*Task directions:*
Please copy the material from the line with "Mark the city" to the line with "Target: city skyline", substituting "example" for "sample" and leaving everything else unchanged.

*Working data:*
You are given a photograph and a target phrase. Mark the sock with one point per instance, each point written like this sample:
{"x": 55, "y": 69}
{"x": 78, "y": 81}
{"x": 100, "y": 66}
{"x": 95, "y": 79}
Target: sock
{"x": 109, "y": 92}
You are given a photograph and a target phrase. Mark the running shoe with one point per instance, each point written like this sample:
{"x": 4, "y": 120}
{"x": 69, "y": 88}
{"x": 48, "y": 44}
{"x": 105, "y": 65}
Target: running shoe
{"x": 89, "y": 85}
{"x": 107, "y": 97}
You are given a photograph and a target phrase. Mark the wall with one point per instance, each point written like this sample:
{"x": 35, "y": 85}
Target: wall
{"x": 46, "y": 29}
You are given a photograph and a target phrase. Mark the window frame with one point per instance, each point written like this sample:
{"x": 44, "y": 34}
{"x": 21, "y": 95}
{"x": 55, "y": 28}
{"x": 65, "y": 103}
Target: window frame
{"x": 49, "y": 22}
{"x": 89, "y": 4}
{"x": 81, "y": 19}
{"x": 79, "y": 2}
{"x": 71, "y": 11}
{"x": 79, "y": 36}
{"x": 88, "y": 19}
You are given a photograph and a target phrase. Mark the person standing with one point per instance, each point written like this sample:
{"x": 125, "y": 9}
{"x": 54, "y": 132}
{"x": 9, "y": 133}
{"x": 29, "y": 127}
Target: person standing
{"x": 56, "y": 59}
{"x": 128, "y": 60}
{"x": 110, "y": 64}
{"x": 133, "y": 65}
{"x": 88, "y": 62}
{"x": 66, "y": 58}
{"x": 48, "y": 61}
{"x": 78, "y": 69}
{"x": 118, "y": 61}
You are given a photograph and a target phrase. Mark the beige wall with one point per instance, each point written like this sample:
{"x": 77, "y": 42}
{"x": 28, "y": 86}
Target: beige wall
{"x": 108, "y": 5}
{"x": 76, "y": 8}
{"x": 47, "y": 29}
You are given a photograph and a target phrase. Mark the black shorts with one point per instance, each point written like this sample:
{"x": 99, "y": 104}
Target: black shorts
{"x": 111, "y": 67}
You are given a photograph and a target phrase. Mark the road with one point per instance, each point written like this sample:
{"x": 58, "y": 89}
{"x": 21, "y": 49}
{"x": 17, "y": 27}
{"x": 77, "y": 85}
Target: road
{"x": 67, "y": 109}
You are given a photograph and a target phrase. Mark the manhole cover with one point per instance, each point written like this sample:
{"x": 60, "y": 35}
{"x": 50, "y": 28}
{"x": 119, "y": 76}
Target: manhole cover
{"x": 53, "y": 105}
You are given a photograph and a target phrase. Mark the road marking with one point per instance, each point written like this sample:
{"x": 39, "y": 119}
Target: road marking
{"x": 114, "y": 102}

...

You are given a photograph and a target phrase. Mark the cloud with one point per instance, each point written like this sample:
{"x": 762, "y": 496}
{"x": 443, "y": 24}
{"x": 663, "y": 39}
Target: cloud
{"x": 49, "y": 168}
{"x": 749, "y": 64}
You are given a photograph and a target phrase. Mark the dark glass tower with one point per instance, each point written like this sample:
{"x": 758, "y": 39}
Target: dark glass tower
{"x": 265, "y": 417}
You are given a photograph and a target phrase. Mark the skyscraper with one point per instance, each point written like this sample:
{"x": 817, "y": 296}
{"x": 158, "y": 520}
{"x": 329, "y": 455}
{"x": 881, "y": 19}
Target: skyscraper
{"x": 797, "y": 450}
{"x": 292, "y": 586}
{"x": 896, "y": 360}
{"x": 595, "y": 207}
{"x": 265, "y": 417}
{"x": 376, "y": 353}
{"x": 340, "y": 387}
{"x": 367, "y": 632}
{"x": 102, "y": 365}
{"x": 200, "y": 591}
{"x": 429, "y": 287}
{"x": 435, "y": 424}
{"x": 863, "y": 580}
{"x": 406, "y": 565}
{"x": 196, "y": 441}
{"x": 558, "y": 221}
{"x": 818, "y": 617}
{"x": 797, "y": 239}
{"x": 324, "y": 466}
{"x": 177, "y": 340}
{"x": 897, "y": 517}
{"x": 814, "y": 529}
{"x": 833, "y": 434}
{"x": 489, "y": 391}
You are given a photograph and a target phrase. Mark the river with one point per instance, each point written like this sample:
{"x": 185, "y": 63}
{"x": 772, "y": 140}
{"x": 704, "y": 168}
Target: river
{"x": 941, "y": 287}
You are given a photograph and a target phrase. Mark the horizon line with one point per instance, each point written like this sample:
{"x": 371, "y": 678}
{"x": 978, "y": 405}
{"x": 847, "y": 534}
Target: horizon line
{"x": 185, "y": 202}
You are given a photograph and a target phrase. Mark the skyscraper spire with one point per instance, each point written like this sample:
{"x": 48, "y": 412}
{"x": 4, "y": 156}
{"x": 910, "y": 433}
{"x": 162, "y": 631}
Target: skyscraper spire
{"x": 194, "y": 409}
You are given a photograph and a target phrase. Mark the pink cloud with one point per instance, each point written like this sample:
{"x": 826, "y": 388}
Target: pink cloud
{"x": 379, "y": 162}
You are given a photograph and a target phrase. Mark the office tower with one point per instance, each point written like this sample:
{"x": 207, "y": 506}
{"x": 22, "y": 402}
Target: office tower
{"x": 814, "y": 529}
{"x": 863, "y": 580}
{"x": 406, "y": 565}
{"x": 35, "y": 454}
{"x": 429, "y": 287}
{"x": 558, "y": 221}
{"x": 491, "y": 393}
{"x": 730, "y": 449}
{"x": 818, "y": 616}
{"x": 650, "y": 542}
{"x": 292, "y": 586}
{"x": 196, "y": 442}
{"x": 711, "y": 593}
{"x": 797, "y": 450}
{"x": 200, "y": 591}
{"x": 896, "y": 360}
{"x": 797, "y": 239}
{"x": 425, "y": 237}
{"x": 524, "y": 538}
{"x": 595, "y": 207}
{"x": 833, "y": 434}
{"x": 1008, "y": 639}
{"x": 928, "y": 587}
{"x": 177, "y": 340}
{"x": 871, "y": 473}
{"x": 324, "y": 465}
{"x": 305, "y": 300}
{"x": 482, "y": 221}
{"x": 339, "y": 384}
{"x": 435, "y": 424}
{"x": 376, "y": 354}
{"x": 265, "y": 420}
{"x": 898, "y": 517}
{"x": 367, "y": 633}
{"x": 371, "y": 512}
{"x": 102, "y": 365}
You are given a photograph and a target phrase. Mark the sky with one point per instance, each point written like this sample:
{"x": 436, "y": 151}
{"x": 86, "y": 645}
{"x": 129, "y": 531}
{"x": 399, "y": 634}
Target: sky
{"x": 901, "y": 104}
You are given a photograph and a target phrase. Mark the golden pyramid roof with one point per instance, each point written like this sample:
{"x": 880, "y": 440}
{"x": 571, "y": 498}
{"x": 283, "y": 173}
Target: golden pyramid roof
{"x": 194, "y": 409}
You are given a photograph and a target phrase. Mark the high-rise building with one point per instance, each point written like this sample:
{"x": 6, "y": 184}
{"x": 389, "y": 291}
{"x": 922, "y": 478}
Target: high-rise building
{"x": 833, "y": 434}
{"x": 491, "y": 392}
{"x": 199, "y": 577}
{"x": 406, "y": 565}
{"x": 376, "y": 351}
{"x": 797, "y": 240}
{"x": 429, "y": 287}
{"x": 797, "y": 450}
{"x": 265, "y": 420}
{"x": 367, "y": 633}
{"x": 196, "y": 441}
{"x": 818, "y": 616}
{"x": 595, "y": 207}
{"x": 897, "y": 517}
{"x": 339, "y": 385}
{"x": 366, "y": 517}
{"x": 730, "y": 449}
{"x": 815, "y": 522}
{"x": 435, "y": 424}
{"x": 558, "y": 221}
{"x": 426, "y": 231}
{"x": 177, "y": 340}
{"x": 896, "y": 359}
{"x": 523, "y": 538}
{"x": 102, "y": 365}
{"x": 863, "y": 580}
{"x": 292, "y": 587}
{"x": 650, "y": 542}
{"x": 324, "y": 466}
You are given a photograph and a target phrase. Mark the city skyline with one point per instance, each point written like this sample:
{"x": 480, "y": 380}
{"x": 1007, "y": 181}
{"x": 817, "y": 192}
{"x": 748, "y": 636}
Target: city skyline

*Result for this exercise:*
You are given a photograph and a target phrase. Mark the city skyline with one point per instance, each point written like this example:
{"x": 480, "y": 380}
{"x": 1007, "y": 181}
{"x": 817, "y": 192}
{"x": 748, "y": 636}
Target: city skyline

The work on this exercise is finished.